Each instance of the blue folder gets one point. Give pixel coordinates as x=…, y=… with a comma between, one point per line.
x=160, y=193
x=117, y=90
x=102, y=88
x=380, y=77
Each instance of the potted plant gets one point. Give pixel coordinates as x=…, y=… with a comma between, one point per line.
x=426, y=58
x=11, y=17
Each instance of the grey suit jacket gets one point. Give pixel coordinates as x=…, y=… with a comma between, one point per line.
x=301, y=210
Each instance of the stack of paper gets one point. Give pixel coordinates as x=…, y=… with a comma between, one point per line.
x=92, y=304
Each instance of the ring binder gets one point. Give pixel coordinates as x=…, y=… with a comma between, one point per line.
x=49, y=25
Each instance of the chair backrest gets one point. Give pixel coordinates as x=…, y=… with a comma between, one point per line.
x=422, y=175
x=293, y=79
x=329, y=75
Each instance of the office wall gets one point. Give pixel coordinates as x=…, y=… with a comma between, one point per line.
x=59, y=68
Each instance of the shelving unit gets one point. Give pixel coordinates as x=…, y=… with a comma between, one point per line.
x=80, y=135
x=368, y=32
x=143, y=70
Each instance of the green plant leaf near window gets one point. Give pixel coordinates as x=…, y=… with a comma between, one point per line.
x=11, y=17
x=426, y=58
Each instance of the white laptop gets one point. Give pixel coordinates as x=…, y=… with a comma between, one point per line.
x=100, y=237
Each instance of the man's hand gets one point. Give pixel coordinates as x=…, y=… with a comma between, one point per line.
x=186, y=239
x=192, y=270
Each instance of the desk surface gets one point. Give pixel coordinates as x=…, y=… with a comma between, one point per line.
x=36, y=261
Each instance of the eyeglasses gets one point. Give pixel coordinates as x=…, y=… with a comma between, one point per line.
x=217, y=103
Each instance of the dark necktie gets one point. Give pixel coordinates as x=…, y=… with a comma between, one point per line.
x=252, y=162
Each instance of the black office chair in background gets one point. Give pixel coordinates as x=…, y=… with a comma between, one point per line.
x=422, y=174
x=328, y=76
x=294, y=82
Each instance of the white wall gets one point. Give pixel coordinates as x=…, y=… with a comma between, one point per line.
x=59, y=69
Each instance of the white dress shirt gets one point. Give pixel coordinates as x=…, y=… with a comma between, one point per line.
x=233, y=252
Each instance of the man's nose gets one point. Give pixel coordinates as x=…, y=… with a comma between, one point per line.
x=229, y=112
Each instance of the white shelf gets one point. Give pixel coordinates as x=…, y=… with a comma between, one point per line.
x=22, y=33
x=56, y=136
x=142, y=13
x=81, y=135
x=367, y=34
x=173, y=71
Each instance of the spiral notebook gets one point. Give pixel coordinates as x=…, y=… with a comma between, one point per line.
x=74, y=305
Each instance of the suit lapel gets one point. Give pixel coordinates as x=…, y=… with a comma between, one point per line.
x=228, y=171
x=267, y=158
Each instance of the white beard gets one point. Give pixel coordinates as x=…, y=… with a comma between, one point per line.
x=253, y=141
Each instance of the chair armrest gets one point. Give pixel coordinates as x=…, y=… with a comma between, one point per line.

+--

Instruction: Convert the material above into a Markdown table with two columns, No. and Entry, placing each line in its own numbered row and omitting any blank lines.

Solution for this problem:
| No. | Entry |
|---|---|
| 1 | Each instance of the blue folder gets one point. Give pixel coordinates as x=…, y=… with a comma between, one point per line. |
| 2 | x=160, y=193 |
| 3 | x=117, y=90 |
| 4 | x=102, y=88 |
| 5 | x=380, y=77 |
| 6 | Each instance of the potted plant gets one point. Give pixel coordinates as x=…, y=… with a comma between, one point per line. |
| 7 | x=426, y=58 |
| 8 | x=11, y=17 |
| 9 | Each instance of the grey suit jacket gets one point. Give pixel coordinates as x=…, y=… with a comma between, one point per line. |
| 10 | x=301, y=210 |
| 11 | Each instance of the stack of paper gets one point. Give pixel coordinates as x=…, y=… with a comma between, one point per line. |
| 12 | x=92, y=304 |
| 13 | Each instance of the ring binder gets one point. Give pixel coordinates as x=…, y=… with a comma between, one point per line. |
| 14 | x=49, y=25 |
| 15 | Each instance of the chair backrest gets one point. Give pixel coordinates as x=…, y=… with a comma between, one point per line. |
| 16 | x=422, y=175 |
| 17 | x=293, y=79 |
| 18 | x=329, y=75 |
| 19 | Each instance of the office wall gets one point. Give pixel coordinates as x=…, y=… with a comma between, one point per line. |
| 20 | x=59, y=68 |
| 21 | Each instance of the shelving unit gets one point. Give pixel coordinates as x=…, y=… with a comma between, one point per line. |
| 22 | x=80, y=135 |
| 23 | x=368, y=32 |
| 24 | x=143, y=70 |
| 25 | Each instance of the green plant leaf near window gets one point. Give pixel coordinates as x=…, y=… with a comma between, one point per line. |
| 26 | x=11, y=17 |
| 27 | x=426, y=58 |
| 28 | Each instance of the white laptop gets one point. Give pixel coordinates as x=…, y=… with a comma between, one point per line. |
| 29 | x=100, y=237 |
| 30 | Each instance of the man's hand gets one point. Give pixel coordinates as x=…, y=… with a comma between, one point per line. |
| 31 | x=186, y=239 |
| 32 | x=192, y=270 |
| 33 | Each instance of the desk surface gets one point. Give pixel coordinates as x=…, y=… with a comma between, one point per line. |
| 34 | x=36, y=261 |
| 35 | Each instance of the eyeglasses gets one point. Give pixel coordinates as x=…, y=… with a comma between, one point per line. |
| 36 | x=217, y=103 |
| 37 | Each instance of the dark necktie gets one point. Give pixel coordinates as x=…, y=… with a comma between, one point per line. |
| 38 | x=252, y=162 |
| 39 | Each instance of the black office chair in background gets one point. Give pixel coordinates as x=…, y=… with a comma between, one point per line. |
| 40 | x=422, y=174 |
| 41 | x=328, y=76 |
| 42 | x=294, y=82 |
| 43 | Each instance of the white wall gets one point. Give pixel coordinates as x=…, y=… with a comma between, one point per line. |
| 44 | x=59, y=69 |
| 45 | Each instance of the white dress shirt gets one point. Give pixel coordinates as x=…, y=… with a comma between, one point per line. |
| 46 | x=233, y=252 |
| 47 | Each instance of the man's nose gets one point. Give pixel coordinates as x=…, y=… with a comma between, one point per line. |
| 48 | x=229, y=112 |
| 49 | Each instance of the white shelf gets one point. Give pixel coordinates as x=…, y=… with a comma between, one point per line. |
| 50 | x=22, y=33 |
| 51 | x=56, y=136 |
| 52 | x=142, y=13 |
| 53 | x=81, y=135 |
| 54 | x=367, y=34 |
| 55 | x=173, y=71 |
| 56 | Each instance of the spiral notebook gets one point. Give pixel coordinates as x=…, y=… with a comma between, one point per line. |
| 57 | x=74, y=305 |
| 58 | Each instance of the suit lapel gets one point. Give pixel coordinates as x=…, y=… with a comma between, one point per line. |
| 59 | x=228, y=171 |
| 60 | x=267, y=158 |
| 61 | Each instance of the white beard gets one point. Give pixel coordinates as x=…, y=… with a comma between, one point per line. |
| 62 | x=253, y=141 |
| 63 | Each instance of the chair armrest gets one point. Give pixel coordinates as x=…, y=… with a comma between, one point per line. |